- Problem to solve
Render the listing below as a two-column CSV with the headers request and answer, using one row for each task and its answer. Put each field in quotes, and replace any line breaks inside a field with spaces.

Listing from a dataset
★ ★ ★ ★ ★ ★ ★
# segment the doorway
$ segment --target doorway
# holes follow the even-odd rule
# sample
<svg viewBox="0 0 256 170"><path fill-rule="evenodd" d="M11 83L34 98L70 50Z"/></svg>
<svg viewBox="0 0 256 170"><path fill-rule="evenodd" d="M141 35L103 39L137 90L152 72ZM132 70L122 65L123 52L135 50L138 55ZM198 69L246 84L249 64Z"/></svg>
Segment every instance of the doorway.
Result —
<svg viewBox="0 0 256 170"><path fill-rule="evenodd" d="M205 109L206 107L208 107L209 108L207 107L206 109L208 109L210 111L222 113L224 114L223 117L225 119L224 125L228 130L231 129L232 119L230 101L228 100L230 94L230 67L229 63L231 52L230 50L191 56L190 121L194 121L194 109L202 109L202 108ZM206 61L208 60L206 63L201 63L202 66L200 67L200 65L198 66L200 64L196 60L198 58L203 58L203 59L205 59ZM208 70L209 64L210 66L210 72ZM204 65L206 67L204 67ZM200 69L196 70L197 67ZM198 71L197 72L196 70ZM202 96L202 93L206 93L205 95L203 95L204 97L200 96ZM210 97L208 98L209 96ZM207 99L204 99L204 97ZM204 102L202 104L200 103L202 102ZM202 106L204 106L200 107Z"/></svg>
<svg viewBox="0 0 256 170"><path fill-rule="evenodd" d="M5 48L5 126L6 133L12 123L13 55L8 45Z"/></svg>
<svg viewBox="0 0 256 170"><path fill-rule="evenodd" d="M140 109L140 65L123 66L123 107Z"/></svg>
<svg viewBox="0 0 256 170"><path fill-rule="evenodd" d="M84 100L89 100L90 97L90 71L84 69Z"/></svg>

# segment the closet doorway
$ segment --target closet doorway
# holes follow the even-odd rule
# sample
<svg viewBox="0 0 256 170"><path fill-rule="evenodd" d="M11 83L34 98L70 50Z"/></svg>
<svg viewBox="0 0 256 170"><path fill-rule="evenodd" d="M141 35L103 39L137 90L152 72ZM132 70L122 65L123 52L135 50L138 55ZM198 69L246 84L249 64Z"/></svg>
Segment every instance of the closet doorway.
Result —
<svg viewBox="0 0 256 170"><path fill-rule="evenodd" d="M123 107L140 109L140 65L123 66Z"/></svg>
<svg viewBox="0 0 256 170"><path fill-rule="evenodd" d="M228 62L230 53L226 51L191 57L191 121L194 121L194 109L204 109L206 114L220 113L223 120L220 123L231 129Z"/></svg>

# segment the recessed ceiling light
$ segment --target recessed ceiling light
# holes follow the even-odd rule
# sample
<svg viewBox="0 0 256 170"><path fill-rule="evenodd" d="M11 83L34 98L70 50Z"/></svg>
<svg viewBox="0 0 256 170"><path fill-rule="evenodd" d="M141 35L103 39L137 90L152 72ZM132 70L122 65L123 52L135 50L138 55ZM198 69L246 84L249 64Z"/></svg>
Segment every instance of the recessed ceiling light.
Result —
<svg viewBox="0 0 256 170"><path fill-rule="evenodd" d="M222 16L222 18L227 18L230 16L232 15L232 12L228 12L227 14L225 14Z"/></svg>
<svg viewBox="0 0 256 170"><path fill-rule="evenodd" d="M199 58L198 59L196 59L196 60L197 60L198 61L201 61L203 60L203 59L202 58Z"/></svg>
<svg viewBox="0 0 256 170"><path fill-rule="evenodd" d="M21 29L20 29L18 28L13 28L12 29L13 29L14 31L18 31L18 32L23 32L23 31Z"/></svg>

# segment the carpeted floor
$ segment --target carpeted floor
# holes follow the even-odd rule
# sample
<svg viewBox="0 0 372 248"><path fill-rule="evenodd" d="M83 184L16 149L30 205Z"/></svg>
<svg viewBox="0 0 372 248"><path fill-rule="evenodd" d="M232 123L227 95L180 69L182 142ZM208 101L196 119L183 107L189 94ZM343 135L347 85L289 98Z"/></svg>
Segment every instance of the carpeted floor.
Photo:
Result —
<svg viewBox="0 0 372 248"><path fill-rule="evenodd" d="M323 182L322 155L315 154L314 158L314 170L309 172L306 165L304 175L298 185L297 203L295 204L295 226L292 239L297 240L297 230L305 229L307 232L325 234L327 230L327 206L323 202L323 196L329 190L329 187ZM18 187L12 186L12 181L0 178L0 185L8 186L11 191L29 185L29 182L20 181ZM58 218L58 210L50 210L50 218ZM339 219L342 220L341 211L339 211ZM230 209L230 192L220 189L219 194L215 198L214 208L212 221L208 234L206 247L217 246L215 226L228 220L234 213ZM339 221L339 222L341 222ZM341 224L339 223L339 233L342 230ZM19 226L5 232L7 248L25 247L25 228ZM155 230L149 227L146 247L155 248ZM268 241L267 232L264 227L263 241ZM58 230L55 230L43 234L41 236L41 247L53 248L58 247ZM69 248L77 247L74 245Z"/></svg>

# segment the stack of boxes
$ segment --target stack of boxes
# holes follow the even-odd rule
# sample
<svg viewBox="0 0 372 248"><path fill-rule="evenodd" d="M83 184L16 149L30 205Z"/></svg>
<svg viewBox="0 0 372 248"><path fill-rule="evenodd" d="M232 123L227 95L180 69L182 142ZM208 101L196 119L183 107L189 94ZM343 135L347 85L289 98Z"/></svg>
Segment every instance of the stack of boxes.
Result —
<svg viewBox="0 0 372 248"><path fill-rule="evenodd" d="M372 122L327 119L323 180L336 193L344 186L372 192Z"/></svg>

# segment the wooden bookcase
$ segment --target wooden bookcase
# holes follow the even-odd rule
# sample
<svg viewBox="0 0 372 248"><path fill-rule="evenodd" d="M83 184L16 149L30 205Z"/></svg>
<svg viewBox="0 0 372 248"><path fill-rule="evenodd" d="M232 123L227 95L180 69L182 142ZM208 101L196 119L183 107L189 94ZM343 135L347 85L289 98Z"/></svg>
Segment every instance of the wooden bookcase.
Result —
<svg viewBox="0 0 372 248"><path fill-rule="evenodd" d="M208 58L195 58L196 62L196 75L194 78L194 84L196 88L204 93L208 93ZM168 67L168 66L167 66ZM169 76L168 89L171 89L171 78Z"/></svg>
★ ★ ★ ★ ★ ★ ★
- Output of the exercise
request,answer
"# segment the doorway $ segment --target doorway # holes follow the even-odd rule # sample <svg viewBox=""0 0 256 170""><path fill-rule=""evenodd"" d=""M11 83L34 98L70 50Z""/></svg> <svg viewBox=""0 0 256 170""><path fill-rule=""evenodd"" d=""M141 35L103 39L137 90L152 72ZM132 70L122 65L123 52L135 50L138 55ZM198 69L246 84L249 64Z""/></svg> Segment every instance of the doorway. Result —","<svg viewBox=""0 0 256 170""><path fill-rule=""evenodd"" d=""M205 109L206 107L208 107L209 108L207 107L206 109L208 109L210 111L222 113L224 114L223 117L225 119L224 125L228 130L231 129L232 119L230 101L228 100L230 94L230 67L229 63L231 52L230 50L191 56L190 121L194 121L194 109L202 109L202 108ZM206 61L208 60L206 63L201 63L202 66L200 67L200 65L198 66L200 64L196 60L198 58L203 58L203 59L205 59ZM208 70L209 64L210 66L210 72ZM204 65L206 67L204 67ZM200 69L196 70L197 67ZM198 71L197 72L196 70ZM202 96L202 93L206 93L205 95L203 95L204 97L200 96ZM210 97L208 98L209 96ZM207 99L204 99L204 97ZM204 102L202 104L200 103L202 102ZM202 106L204 106L200 107Z""/></svg> <svg viewBox=""0 0 256 170""><path fill-rule=""evenodd"" d=""M5 48L5 126L6 133L12 123L13 55L8 45Z""/></svg> <svg viewBox=""0 0 256 170""><path fill-rule=""evenodd"" d=""M140 109L140 65L123 66L123 107Z""/></svg> <svg viewBox=""0 0 256 170""><path fill-rule=""evenodd"" d=""M84 100L89 100L90 97L90 71L84 69Z""/></svg>"
"# segment the closet doorway $ segment --target closet doorway # holes follow the even-odd rule # sample <svg viewBox=""0 0 256 170""><path fill-rule=""evenodd"" d=""M11 83L34 98L70 50Z""/></svg> <svg viewBox=""0 0 256 170""><path fill-rule=""evenodd"" d=""M141 35L103 39L137 90L152 72ZM132 70L122 65L123 52L135 50L138 55ZM198 69L246 84L249 64Z""/></svg> Segment every instance of the closet doorway. Result —","<svg viewBox=""0 0 256 170""><path fill-rule=""evenodd"" d=""M123 107L140 109L140 65L123 66Z""/></svg> <svg viewBox=""0 0 256 170""><path fill-rule=""evenodd"" d=""M228 62L230 53L226 51L191 57L191 121L194 121L194 109L204 109L206 114L220 113L223 120L220 123L231 129Z""/></svg>"
"# segment the recessed ceiling light $ segment --target recessed ceiling light # holes follow the even-odd rule # sample <svg viewBox=""0 0 256 170""><path fill-rule=""evenodd"" d=""M11 83L34 98L70 50Z""/></svg> <svg viewBox=""0 0 256 170""><path fill-rule=""evenodd"" d=""M141 35L103 39L137 90L152 72ZM132 70L122 65L123 52L135 50L138 55ZM198 69L246 84L249 64Z""/></svg> Segment every instance of the recessed ceiling light. Result —","<svg viewBox=""0 0 256 170""><path fill-rule=""evenodd"" d=""M222 16L222 18L227 18L230 16L232 15L232 12L228 12L227 14L225 14Z""/></svg> <svg viewBox=""0 0 256 170""><path fill-rule=""evenodd"" d=""M199 58L198 59L196 59L196 60L197 60L198 61L201 61L203 60L203 59L202 58Z""/></svg> <svg viewBox=""0 0 256 170""><path fill-rule=""evenodd"" d=""M21 29L20 29L18 28L13 28L12 29L13 29L14 31L18 31L18 32L23 32L23 31Z""/></svg>"
"# segment the carpeted floor $ segment --target carpeted floor # holes follow the even-odd rule # sample <svg viewBox=""0 0 372 248""><path fill-rule=""evenodd"" d=""M83 184L16 149L30 205Z""/></svg> <svg viewBox=""0 0 372 248""><path fill-rule=""evenodd"" d=""M232 123L227 95L180 69L182 142ZM208 101L196 119L183 107L189 94ZM343 135L347 85L289 98Z""/></svg> Segment every instance of the carpeted floor. Photo: Result —","<svg viewBox=""0 0 372 248""><path fill-rule=""evenodd"" d=""M323 182L322 155L315 154L314 158L314 170L309 172L306 165L304 175L298 185L297 203L295 204L295 226L292 239L297 240L297 230L305 229L307 232L325 234L327 230L327 206L323 202L323 196L329 190L329 187ZM18 187L12 186L12 181L0 178L0 185L8 186L11 191L29 185L29 182L20 181ZM58 218L58 210L50 210L50 218ZM339 219L342 220L341 211L339 211ZM230 209L230 192L220 189L219 194L215 198L214 208L212 221L208 234L206 247L217 246L215 226L228 220L234 213ZM339 221L339 222L341 222ZM341 224L339 223L339 233L342 230ZM19 226L5 232L7 248L25 247L25 228ZM155 230L149 227L146 247L155 248ZM268 241L267 232L264 227L263 241ZM58 230L55 230L43 234L41 236L41 247L53 248L58 247ZM69 248L77 247L74 245Z""/></svg>"
"# segment the stack of boxes $ segment --target stack of boxes # holes follow the even-odd rule # sample <svg viewBox=""0 0 372 248""><path fill-rule=""evenodd"" d=""M83 184L16 149L30 205Z""/></svg> <svg viewBox=""0 0 372 248""><path fill-rule=""evenodd"" d=""M232 123L227 95L180 69L182 142ZM208 101L196 119L183 107L189 94ZM343 135L347 85L289 98Z""/></svg> Segment every instance of the stack of boxes. Result —","<svg viewBox=""0 0 372 248""><path fill-rule=""evenodd"" d=""M372 122L327 119L323 180L336 193L344 186L372 192Z""/></svg>"
"# segment the wooden bookcase $ segment --target wooden bookcase # holes follow the even-odd rule # sample <svg viewBox=""0 0 372 248""><path fill-rule=""evenodd"" d=""M83 184L16 149L30 205Z""/></svg> <svg viewBox=""0 0 372 248""><path fill-rule=""evenodd"" d=""M232 123L227 95L180 69L182 142ZM208 101L196 119L183 107L189 94ZM343 135L347 85L289 98Z""/></svg> Segment every instance of the wooden bookcase. Result —","<svg viewBox=""0 0 372 248""><path fill-rule=""evenodd"" d=""M208 58L195 58L196 62L196 75L194 78L194 84L196 88L204 93L208 93ZM168 67L168 66L167 66ZM169 76L168 89L171 89L171 78Z""/></svg>"